▸ Work instruction
Everything in the data below is to be reproduced without any deviation.

▸ Stored data
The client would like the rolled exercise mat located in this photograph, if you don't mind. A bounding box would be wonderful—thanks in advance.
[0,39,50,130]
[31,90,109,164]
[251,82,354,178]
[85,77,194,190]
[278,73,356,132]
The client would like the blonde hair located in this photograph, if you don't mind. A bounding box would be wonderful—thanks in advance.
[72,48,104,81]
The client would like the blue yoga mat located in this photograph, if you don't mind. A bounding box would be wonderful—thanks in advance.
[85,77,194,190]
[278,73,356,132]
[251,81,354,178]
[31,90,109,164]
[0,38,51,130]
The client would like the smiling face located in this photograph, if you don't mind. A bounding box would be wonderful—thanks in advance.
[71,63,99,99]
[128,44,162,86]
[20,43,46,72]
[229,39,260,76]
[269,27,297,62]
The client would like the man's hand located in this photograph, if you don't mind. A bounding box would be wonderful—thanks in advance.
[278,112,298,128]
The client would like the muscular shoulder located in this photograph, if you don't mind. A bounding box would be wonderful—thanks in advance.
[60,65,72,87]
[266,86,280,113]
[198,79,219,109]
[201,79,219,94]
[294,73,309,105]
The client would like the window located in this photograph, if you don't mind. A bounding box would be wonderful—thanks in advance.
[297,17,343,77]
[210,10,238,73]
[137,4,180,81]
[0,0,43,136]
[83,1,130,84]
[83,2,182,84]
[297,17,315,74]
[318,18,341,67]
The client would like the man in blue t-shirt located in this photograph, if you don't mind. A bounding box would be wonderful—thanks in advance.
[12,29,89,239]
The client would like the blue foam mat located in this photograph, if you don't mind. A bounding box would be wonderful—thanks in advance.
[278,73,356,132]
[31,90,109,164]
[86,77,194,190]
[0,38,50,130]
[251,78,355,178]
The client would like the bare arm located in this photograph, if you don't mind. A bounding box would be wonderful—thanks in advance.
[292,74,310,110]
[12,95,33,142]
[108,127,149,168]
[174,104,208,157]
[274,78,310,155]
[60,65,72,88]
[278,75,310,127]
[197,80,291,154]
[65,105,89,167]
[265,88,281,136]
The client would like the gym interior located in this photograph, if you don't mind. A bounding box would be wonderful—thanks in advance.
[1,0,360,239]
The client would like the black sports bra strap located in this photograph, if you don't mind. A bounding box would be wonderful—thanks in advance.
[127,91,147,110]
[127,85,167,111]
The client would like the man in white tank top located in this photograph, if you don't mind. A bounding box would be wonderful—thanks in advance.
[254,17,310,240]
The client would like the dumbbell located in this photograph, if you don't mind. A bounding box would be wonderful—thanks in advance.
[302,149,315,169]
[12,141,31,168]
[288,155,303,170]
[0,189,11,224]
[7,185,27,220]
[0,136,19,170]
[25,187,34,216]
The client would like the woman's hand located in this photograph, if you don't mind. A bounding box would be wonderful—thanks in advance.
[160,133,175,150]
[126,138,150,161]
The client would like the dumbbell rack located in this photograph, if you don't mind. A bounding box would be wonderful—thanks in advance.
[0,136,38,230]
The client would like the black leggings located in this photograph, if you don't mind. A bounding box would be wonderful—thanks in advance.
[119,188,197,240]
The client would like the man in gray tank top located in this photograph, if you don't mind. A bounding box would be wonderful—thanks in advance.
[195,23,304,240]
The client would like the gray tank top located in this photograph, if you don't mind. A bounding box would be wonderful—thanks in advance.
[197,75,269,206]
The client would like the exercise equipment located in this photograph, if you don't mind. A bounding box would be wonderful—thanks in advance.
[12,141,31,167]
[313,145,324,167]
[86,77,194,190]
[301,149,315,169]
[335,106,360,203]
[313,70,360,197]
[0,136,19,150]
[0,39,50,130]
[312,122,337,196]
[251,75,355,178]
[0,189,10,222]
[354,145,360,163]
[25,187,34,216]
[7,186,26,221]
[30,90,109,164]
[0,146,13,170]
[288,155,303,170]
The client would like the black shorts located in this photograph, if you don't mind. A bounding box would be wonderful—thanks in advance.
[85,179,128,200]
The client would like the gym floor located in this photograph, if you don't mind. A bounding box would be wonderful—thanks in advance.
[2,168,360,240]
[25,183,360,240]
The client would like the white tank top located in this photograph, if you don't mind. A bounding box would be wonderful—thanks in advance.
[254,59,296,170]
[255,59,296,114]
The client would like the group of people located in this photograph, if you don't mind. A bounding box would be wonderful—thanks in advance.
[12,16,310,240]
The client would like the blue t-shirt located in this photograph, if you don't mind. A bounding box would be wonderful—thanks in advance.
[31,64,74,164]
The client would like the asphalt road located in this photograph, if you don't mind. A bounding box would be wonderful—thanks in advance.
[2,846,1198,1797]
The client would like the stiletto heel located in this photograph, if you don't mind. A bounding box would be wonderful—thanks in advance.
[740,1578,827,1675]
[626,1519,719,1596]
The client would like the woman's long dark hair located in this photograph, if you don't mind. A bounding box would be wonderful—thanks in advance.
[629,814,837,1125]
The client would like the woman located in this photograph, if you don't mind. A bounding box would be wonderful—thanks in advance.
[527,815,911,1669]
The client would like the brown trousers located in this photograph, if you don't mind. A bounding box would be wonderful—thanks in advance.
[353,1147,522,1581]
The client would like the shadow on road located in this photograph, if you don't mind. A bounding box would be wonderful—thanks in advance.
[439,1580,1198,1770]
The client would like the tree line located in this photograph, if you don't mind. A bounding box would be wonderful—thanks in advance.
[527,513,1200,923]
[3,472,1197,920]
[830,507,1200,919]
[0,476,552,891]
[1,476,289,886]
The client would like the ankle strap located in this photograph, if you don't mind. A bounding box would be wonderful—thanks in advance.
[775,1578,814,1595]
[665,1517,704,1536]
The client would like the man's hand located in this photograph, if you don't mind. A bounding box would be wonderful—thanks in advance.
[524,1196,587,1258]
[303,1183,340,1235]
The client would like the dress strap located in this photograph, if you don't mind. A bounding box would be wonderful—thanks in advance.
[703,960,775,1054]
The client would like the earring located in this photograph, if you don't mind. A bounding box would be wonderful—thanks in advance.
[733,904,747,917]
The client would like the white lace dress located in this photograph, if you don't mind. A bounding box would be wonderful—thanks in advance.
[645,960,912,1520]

▸ Solution to the exercise
The client would like the rolled exercise mat located in this photograph, if you don't mind. A bounding box would be wonderful—thanks in advance.
[0,39,50,130]
[31,90,109,164]
[251,82,354,178]
[85,77,194,190]
[278,73,356,132]
The client would like the blonde hair located in this photograph, if you don't mind. A bounding box would be wonderful—thanks in advance.
[72,48,104,81]
The client would like the blue yoga mat located in this photograph, if you don't mind. A bounding box would be wonderful—thanks in advance.
[85,77,194,190]
[278,73,356,132]
[251,81,354,178]
[31,90,109,164]
[0,38,51,130]
The client would like the smiling face located in this photograph, if you don't mind. A bounding box would be wonderful—thanks in advance.
[71,63,99,99]
[128,44,162,86]
[20,43,46,72]
[229,39,260,76]
[269,27,297,62]
The client would like the man's hand located in this photograph, if you don't mind. A bounding box would be wonderful—thanks in advance.
[278,112,298,128]
The client would like the muscular shoulder located in this photograph, if you don't mind. A bounding box would be wonderful—thanks in advance.
[60,65,72,87]
[266,86,280,113]
[198,79,219,109]
[201,79,219,94]
[294,73,309,105]
The client would like the window located in this photograph, if you don't mind. A bounding box would be wonderful—thanks in advance.
[297,17,343,77]
[210,10,238,73]
[137,4,180,81]
[0,0,43,136]
[83,1,130,84]
[83,2,182,84]
[297,17,315,74]
[318,18,341,67]
The client would like the man in blue t-shirt located in this photograph, if you don't mind. A bounding box would be wonderful—thanks in advance.
[12,29,89,239]
The client would like the blue foam mat located in this photograph, if you don't mind. A bounding box would be wonderful—thanks in advance.
[278,73,356,132]
[31,90,109,164]
[86,77,194,190]
[0,38,50,130]
[251,78,355,178]
The client would like the bare arm located in this photograph, if you don't mind. A bounding box would be wonderful—thanks in advance.
[292,74,310,110]
[12,95,33,142]
[108,127,149,168]
[174,104,208,157]
[274,78,310,155]
[60,65,72,88]
[278,75,310,127]
[197,80,291,154]
[65,105,89,167]
[265,88,281,136]
The client would like the gym interior located in this photograph, if you don't mind. A bounding box would be wonderful—thanks in advance.
[1,0,360,239]
The client would like the black sports bra strap located in this photograph, if you don't mind. A bounding box would be wonderful—thanks in advance.
[127,91,147,110]
[127,85,167,111]
The client would like the man in white tank top located in this photograph, if you don't mind. A bounding box would be wonderful—thanks in advance.
[254,17,310,240]
The client would like the dumbbell located in this photograph, if you don't mind. A bounding box would be wonderful—thanks in advance.
[302,149,315,169]
[12,141,31,168]
[288,155,303,170]
[0,189,11,224]
[7,185,27,220]
[0,136,19,170]
[25,187,34,216]
The client would like the woman's hand located in this photograph, if you don't mind. A bounding box would be wonderful—thanks in advance.
[160,133,175,150]
[126,138,150,161]
The client would like the dumbbell rack located in this photograph, if you don't mind. A bounding box would be wonderful—thanks in advance.
[0,136,38,230]
The client would like the black leggings located in this photograph, if you don't mind. A bounding box would be wonderful—thanks in advance.
[119,188,197,240]
The client would like the man in gray tank top located in this photograph, if you don't mind. A bounding box would be wonderful—thanks in advance.
[195,23,304,240]
The client would like the gray tank top located in this photograph, if you don't mind. A bounding box would be wonderful—thanks in advance.
[197,75,269,206]
The client would like the exercise equipment located in this photograph, if you don't mind. A bounding box would be wonderful—thanks in advance.
[12,141,31,167]
[313,145,324,167]
[86,77,194,190]
[301,149,315,169]
[335,106,360,203]
[313,70,360,197]
[0,136,19,150]
[0,39,50,130]
[312,122,337,196]
[251,75,355,178]
[0,189,10,222]
[354,145,360,163]
[25,187,34,216]
[7,186,26,221]
[30,90,109,164]
[0,146,13,170]
[288,155,303,170]
The client would like the black shorts located in this photograph, if you don't mind. A bounding box would be wonderful—thanks in advance.
[85,179,128,200]
The client would like the gym floor located in this photograph, if you don't mind. A bounding box would be wonderful—thanks in advance.
[2,168,360,240]
[25,183,360,240]
The client would like the white tank top located in this photograph, if you don't mind. A bounding box would be wonderful—thanks in advance.
[254,59,296,170]
[255,59,296,114]
The client would like the group of people located in this photograph, if you don't mind. A bounding box would be wonderful—thanks in advance.
[12,16,310,240]
The client would like the blue t-shirt located in this photograph, if you don't mind. A bounding box would be wonderful—thanks in advance.
[31,64,74,164]
The client would like the asphalt road located in this photograph, if you don't mind. A bounding box would be wonderful—thanks in advance.
[2,846,1198,1797]
The client would like the stiletto heel located in this photograph, if you don't mind. A bounding box would be wonderful—thanks in advance.
[740,1578,827,1675]
[626,1519,719,1596]
The client would like the woman's long dark hair located in this photograph, if you don't mind. A bounding box would be wonderful—thanks in advance.
[629,814,837,1125]
The client would like the woman located in this photograph, if you don't mind. A bounding box would be wonderful—thanks in advance.
[527,815,911,1669]
The client would like the brown trousers located in this photograph, if you don't mind. A bounding box would be wonderful—thanks in advance.
[353,1147,522,1581]
The client would like the shadow on road located in this photograph, if you don't mind. A bounding box would be wonderful—thanks in advance.
[439,1580,1198,1770]
The client would like the tree line located in this photograph, if you don't mind. A bounding box would be wonderful—thanks in advance.
[527,513,1200,923]
[3,472,1197,920]
[830,507,1200,919]
[0,476,552,891]
[1,476,289,886]
The client would like the ankle strap located in this photograph, if you don't mind. A bounding box would be wonderful—thanks in advance.
[775,1578,814,1595]
[665,1517,704,1536]
The client would like the man's hand located in this photograph, if you don't mind. A bounding box would be wonderful—thanks in advance.
[524,1196,587,1258]
[303,1183,340,1235]
The client would like the dress strap located in this photograph, if you don't mind. A bounding box would be wonderful—thanks in advance.
[703,960,775,1054]
The client would like the earring located in this photograph, if you don't mind. A bounding box would be wonderful—thanks in advance.
[733,904,747,917]
The client would like the white lace dress located in this photograph, if you don't mind. A bounding box would be wonderful—thanks in advance.
[645,960,912,1520]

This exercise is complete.